TASK STATEMENT:
From the entries below, please output exactly the lines starting at the one containing "Q: Tag each instance of the front tire" and ending at the one containing "Q: Tag each instance of the tree", both included.

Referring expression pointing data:

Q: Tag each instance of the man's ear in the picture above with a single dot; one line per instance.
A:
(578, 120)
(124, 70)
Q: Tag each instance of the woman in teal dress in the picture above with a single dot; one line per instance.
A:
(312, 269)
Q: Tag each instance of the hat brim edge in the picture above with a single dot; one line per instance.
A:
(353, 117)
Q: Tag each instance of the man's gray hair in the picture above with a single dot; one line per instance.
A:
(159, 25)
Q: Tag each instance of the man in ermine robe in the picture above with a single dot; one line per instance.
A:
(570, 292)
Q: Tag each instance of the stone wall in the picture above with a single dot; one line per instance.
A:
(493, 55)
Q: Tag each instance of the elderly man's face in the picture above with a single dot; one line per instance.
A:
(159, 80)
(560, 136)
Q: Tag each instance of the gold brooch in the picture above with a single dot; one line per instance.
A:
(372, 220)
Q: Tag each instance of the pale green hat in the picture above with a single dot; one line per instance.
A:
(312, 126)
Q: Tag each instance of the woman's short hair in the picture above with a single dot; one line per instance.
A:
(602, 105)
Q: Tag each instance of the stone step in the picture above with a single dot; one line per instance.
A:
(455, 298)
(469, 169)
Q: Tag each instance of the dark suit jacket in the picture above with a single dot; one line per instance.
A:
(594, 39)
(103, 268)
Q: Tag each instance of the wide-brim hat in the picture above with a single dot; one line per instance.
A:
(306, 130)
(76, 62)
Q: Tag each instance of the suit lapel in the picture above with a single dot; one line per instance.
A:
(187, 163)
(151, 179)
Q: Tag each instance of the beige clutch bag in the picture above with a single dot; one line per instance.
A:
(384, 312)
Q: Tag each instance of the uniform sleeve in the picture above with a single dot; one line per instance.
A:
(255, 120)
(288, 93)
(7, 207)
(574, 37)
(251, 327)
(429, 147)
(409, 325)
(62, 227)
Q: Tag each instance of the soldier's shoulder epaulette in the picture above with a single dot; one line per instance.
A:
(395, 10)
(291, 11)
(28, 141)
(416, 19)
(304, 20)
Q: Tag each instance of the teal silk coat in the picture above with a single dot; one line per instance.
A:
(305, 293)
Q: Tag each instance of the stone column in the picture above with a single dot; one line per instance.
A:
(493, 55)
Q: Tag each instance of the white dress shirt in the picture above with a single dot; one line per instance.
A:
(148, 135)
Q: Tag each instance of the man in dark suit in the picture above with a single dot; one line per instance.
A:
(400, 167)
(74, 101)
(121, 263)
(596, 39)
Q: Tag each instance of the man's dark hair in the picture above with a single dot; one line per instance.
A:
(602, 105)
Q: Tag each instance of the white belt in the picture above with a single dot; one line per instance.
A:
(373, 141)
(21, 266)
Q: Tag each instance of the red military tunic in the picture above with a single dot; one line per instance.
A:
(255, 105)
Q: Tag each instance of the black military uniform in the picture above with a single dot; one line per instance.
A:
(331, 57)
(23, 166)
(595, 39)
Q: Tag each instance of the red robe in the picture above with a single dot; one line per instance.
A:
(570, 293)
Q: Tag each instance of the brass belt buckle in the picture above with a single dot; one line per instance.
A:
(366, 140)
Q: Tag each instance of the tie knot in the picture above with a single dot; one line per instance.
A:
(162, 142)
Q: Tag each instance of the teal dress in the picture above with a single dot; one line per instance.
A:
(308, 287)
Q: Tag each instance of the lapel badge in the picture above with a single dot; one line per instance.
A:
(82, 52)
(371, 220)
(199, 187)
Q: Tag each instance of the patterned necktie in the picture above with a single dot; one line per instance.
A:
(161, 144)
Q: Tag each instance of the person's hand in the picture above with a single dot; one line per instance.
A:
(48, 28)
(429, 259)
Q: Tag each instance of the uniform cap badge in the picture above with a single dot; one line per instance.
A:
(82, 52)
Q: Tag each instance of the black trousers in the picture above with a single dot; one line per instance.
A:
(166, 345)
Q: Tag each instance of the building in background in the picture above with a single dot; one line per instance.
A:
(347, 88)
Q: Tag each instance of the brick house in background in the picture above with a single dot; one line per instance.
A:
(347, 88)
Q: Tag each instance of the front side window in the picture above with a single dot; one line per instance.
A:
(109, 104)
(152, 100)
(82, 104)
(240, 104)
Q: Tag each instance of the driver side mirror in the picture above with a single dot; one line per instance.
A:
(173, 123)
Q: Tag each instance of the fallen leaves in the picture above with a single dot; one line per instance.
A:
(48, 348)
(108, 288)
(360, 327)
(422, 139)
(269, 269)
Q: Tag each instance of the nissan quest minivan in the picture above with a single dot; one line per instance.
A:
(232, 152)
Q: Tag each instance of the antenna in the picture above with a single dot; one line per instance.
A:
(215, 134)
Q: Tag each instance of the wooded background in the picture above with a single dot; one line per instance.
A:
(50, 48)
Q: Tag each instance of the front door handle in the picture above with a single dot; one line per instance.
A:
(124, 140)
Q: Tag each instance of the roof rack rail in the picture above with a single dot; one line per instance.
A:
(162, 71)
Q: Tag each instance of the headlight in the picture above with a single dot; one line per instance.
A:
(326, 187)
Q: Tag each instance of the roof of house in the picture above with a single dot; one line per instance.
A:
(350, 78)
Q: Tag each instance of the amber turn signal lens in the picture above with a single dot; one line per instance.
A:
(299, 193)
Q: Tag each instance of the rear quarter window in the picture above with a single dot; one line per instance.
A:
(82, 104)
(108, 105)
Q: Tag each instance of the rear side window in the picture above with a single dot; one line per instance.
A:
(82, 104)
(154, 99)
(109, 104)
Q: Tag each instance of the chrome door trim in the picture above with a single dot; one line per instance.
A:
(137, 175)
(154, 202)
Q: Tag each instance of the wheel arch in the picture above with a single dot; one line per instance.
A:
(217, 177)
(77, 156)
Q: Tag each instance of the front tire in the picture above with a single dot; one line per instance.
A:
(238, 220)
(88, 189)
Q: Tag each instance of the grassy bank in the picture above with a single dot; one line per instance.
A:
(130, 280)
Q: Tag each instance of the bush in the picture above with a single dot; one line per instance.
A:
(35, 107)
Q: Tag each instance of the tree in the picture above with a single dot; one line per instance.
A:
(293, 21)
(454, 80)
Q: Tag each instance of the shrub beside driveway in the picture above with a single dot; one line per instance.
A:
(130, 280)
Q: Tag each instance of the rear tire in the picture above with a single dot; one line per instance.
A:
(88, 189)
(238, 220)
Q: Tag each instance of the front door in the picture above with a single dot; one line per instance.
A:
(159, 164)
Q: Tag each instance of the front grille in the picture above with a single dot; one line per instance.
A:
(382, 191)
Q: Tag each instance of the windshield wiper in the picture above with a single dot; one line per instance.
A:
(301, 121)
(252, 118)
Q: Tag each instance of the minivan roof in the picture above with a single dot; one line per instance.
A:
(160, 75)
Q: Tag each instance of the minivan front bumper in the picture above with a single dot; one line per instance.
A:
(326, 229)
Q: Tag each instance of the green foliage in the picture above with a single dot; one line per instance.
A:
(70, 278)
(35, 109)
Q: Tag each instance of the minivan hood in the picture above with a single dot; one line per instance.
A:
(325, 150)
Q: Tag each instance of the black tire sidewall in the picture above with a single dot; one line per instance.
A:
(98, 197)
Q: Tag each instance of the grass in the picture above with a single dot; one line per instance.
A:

FINAL ANSWER:
Q: Tag each instance of the front tire in the picture above with a single dot; one line per instance.
A:
(238, 220)
(88, 189)
Q: Tag each instance of the grassy bank in the picture above with a single dot; one line per instance.
A:
(130, 280)
Q: Tag each instance of the bush in the picture above with a single dot; one line per instance.
A:
(35, 107)
Q: Tag each instance of the tree in the picture above with a single dot; one line per instance.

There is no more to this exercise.